## AIM OF THE TASK:
Your answer must be an exact copy of every record.

## DATASET:
==============================
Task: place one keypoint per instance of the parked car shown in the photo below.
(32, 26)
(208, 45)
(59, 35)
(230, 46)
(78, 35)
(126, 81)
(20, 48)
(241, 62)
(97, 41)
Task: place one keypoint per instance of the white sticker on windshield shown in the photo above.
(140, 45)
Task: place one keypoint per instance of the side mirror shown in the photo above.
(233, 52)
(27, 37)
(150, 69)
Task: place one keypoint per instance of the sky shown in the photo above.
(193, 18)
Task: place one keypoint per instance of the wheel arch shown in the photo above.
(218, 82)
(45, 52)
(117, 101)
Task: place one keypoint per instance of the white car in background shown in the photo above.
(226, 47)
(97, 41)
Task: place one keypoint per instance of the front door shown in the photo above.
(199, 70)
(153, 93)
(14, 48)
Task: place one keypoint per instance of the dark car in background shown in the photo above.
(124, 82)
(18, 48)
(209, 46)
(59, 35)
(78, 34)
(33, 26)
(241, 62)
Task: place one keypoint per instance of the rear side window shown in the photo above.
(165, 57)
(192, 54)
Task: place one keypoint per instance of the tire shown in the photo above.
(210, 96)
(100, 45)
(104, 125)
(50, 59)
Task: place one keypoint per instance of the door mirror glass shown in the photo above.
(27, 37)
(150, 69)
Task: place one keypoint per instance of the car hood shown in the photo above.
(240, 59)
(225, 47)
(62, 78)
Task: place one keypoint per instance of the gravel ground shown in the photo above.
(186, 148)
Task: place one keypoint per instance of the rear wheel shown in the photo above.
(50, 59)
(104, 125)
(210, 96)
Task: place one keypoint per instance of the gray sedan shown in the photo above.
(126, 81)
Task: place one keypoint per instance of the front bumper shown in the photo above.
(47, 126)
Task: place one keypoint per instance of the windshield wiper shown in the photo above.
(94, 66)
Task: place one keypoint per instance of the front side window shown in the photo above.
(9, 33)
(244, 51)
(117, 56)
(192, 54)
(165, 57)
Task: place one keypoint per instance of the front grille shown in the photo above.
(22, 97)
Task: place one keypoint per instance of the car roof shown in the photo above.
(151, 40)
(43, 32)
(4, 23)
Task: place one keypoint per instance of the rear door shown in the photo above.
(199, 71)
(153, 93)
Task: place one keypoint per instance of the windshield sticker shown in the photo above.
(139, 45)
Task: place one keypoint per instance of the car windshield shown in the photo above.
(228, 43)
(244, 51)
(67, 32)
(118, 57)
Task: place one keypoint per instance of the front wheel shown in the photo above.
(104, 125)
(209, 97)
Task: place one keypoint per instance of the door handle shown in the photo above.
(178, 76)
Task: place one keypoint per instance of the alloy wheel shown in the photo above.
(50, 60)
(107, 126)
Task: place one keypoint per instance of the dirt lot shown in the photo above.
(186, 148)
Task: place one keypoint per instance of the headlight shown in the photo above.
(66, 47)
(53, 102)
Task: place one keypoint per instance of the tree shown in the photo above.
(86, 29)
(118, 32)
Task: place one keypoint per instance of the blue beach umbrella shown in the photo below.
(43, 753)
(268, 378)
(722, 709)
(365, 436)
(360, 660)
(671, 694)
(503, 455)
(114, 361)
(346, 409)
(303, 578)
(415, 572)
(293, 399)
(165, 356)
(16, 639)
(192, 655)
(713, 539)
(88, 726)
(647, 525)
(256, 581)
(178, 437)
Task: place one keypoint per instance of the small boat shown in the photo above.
==============================
## SOLUTION TO THIS TASK:
Task: place one keypoint per instance of the parked car shown in the photo below.
(32, 26)
(208, 45)
(59, 35)
(230, 46)
(78, 35)
(126, 81)
(20, 48)
(241, 62)
(97, 41)
Task: place one keypoint per instance of the white sticker on windshield shown in the photo above.
(140, 45)
Task: place one keypoint per instance of the side mirror shown in the photo above.
(233, 52)
(27, 37)
(150, 69)
Task: place one keypoint per instance of the sky shown in the photo above.
(193, 18)
Task: place one keypoint per instance of the wheel arch shown in the photo above.
(218, 82)
(45, 52)
(117, 101)
Task: place one keypoint per instance of the white car in background shown in the photo above.
(226, 47)
(97, 41)
Task: place one keypoint per instance of the front door shown in the photo above.
(199, 70)
(153, 93)
(14, 48)
Task: place one keypoint per instance of the dark car in background shown in the photo above.
(124, 82)
(18, 48)
(209, 46)
(59, 35)
(78, 34)
(33, 26)
(241, 62)
Task: place one keypoint per instance of the rear side window shown in the photo above.
(165, 57)
(192, 54)
Task: place one keypoint per instance of the tire shown in the photo above.
(210, 96)
(100, 45)
(104, 125)
(50, 59)
Task: place one keypoint per instance of the door mirror glass shown in the photo above.
(27, 37)
(150, 69)
Task: place one keypoint per instance of the car hood shown in the photo above.
(240, 59)
(225, 47)
(62, 78)
Task: place one keypoint per instance of the gravel ground shown in the photo above.
(186, 148)
Task: place one keypoint per instance of the rear wheel shown in the photo above.
(50, 59)
(104, 125)
(210, 96)
Task: place one keypoint per instance of the gray sedan shown in the photo above.
(126, 81)
Task: place one keypoint per instance of the front bumper shown in the photo above.
(47, 126)
Task: place one keypoint per instance of the windshield wiper shown in the photo above.
(94, 66)
Task: place one keypoint per instance of the front side window shown in the photo above.
(9, 33)
(244, 51)
(117, 56)
(192, 54)
(165, 57)
Task: place one keypoint per instance of the front grille shown in the photo above.
(22, 97)
Task: place one keypoint per instance of the car roof shown in the photo above.
(151, 40)
(43, 32)
(4, 23)
Task: place one keypoint per instance of the rear door shown in the photo above.
(199, 71)
(153, 93)
Task: place one keypoint per instance of the windshield sticker shown in the photo above.
(139, 45)
Task: place one keypoint per instance of the car windshield shown in the photo above.
(228, 43)
(244, 51)
(67, 32)
(118, 57)
Task: place one keypoint per instance of the front wheel shown in the photo above.
(104, 125)
(209, 97)
Task: place one keypoint per instance of the door handle shown in the photo above.
(178, 76)
Task: place one keypoint per instance of the alloy wheel shown in the photo above.
(50, 60)
(107, 126)
Task: place one keypoint per instance of the dirt lot shown in the photo above.
(186, 148)
Task: place one keypoint per instance of the headlight shown in the photo above.
(66, 47)
(53, 102)
Task: place one keypoint per instance of the tree shown in the photo above.
(86, 29)
(118, 32)
Task: place one keypoint per instance of the blue beach umbrella shown in the photo below.
(43, 753)
(268, 378)
(722, 709)
(365, 436)
(360, 660)
(671, 694)
(503, 455)
(114, 361)
(346, 409)
(303, 578)
(415, 572)
(293, 399)
(165, 356)
(16, 639)
(192, 655)
(713, 539)
(88, 726)
(647, 525)
(256, 581)
(178, 437)
Task: place one keypoint per instance of the small boat shown in the photo above.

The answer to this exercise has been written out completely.